## DIRECTION
Return exactly the lines that run from the one containing "Every instance of the fence" to the end of the entries, with both ends included.

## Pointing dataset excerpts
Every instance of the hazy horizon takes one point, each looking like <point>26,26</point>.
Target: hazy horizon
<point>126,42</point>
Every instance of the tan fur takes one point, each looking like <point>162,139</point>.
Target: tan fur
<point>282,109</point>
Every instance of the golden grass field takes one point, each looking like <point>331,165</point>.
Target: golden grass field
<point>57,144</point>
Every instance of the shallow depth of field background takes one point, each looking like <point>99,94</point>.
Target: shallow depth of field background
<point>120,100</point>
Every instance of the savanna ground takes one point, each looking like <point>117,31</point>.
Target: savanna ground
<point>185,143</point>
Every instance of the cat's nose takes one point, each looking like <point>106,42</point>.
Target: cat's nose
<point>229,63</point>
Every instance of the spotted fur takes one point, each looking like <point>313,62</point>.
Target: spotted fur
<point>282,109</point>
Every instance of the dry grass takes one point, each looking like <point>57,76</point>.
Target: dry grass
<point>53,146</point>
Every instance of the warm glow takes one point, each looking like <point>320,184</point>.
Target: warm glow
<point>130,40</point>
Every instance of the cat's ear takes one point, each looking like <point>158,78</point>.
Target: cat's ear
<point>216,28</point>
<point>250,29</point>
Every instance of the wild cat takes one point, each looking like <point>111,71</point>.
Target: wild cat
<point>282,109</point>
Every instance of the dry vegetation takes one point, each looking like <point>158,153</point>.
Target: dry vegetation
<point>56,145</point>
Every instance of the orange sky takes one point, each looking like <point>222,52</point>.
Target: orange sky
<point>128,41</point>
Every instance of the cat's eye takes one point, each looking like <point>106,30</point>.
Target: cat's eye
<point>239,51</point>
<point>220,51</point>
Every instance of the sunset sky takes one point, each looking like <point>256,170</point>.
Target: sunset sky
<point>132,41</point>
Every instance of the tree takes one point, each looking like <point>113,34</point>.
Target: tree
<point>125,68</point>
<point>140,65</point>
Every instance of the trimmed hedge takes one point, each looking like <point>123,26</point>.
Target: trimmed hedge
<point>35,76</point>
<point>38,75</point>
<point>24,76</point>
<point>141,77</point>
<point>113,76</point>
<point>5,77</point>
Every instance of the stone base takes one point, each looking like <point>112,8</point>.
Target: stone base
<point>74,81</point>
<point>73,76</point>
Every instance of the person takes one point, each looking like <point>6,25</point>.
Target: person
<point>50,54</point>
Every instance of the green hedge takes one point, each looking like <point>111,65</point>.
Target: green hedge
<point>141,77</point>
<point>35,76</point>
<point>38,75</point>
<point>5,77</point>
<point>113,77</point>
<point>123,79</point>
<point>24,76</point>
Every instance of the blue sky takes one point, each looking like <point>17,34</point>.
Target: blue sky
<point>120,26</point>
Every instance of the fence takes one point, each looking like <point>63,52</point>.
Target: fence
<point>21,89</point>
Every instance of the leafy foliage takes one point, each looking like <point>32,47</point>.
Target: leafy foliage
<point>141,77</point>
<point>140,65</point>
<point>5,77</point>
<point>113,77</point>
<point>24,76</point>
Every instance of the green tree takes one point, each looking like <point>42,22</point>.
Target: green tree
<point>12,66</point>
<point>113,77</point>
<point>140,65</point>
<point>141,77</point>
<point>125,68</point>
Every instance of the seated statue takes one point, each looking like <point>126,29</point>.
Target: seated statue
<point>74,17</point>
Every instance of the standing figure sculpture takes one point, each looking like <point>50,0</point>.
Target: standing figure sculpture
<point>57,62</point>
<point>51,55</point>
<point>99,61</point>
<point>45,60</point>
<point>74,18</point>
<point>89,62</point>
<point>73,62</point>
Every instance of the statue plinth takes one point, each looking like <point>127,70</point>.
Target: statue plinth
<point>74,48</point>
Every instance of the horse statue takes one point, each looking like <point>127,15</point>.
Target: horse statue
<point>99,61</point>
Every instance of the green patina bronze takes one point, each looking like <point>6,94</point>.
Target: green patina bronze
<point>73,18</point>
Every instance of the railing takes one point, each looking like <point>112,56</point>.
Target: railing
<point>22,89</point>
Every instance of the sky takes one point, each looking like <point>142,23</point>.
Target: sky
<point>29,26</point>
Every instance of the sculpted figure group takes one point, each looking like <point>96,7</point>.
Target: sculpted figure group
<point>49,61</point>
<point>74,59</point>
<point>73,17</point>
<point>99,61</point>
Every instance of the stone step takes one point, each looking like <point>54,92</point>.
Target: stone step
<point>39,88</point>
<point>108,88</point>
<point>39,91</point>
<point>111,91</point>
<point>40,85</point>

## EXERCISE ANSWER
Every instance of the fence takes one point, each looking like <point>63,52</point>.
Target: fence
<point>21,89</point>
Every instance of the leafy foliage takes one point, each looking like <point>32,47</point>.
Target: leafy foliage
<point>141,77</point>
<point>140,65</point>
<point>5,77</point>
<point>113,77</point>
<point>24,76</point>
Every instance of the green tree takes one point, each looking like <point>42,22</point>.
Target: green tree
<point>12,66</point>
<point>113,77</point>
<point>140,65</point>
<point>141,77</point>
<point>125,68</point>
Every instance of the seated statue takes one point, each looking like <point>126,29</point>.
Target: seated statue
<point>74,17</point>
Every instance of the standing figure sculpture takes one point, each looking like <point>50,0</point>.
Target: standing figure sculpture
<point>57,62</point>
<point>51,55</point>
<point>99,61</point>
<point>45,60</point>
<point>74,18</point>
<point>89,62</point>
<point>73,62</point>
Every instance of the statue plinth takes one point, each looking like <point>127,70</point>.
Target: statue plinth
<point>74,48</point>
Every instance of the horse statue takes one point, each looking like <point>127,15</point>.
Target: horse statue
<point>99,61</point>
Every instance of the green patina bronze takes one point, each looking like <point>6,94</point>.
Target: green patina bronze
<point>73,18</point>
Every instance of the railing takes one point, each looking like <point>112,56</point>.
Target: railing
<point>22,89</point>
Every instance of the sky takes one point, each looking like <point>142,23</point>.
Target: sky
<point>29,26</point>
Every instance of the sculpted figure group takes one point, each looking like <point>96,7</point>.
Target: sculpted figure group
<point>49,61</point>
<point>74,59</point>
<point>73,17</point>
<point>99,61</point>
Every instance of the stone step takes one point, each looking like <point>54,92</point>.
Target: stone step
<point>39,88</point>
<point>108,88</point>
<point>39,91</point>
<point>111,91</point>
<point>40,85</point>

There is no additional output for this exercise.